+++ Records for processing
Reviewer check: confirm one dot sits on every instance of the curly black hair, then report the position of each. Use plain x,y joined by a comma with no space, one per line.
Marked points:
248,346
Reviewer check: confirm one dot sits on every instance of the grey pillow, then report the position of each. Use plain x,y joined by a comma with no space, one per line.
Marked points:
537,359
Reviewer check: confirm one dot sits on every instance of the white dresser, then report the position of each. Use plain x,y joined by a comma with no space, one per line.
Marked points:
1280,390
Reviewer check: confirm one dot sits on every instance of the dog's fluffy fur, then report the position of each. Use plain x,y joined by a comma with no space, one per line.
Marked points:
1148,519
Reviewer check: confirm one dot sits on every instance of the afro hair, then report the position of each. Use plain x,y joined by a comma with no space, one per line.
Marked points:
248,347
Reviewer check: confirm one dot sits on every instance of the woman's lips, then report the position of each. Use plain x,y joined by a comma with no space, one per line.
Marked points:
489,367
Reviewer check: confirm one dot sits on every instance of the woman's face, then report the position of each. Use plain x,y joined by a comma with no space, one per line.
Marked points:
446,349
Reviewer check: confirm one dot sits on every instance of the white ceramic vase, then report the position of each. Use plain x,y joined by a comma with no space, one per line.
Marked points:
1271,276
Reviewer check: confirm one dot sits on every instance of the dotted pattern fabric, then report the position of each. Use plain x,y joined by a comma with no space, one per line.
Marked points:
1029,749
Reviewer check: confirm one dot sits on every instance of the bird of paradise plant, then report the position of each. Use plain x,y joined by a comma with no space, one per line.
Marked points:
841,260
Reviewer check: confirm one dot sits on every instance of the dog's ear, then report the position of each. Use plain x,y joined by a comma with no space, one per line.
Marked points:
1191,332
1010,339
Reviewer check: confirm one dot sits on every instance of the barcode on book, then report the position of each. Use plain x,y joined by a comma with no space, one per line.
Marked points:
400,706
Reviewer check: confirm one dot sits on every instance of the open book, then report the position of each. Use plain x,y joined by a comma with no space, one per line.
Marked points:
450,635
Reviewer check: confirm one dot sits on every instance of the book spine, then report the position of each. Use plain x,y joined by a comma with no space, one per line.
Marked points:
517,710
++++++
+++ Records for processing
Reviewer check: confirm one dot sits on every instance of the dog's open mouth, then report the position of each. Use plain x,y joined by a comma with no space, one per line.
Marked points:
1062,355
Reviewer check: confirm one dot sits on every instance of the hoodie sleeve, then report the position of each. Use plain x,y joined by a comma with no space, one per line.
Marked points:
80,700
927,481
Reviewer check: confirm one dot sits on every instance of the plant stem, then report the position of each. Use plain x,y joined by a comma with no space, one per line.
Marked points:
++++++
■ Exercise task ■
Which lines in the items contain the word "hair", matching case exactly? Extract every one of them in full.

■ Solution to the problem ■
Reviewer check: confirm one dot sits on every instance of the curly black hair, then report the position of each. Use plain x,y joined by a comma with no space, one per line.
Reviewer check: confirm one dot sits on every instance of the afro hair, then report the position of each. Use plain x,y joined by a comma with no space, one per line.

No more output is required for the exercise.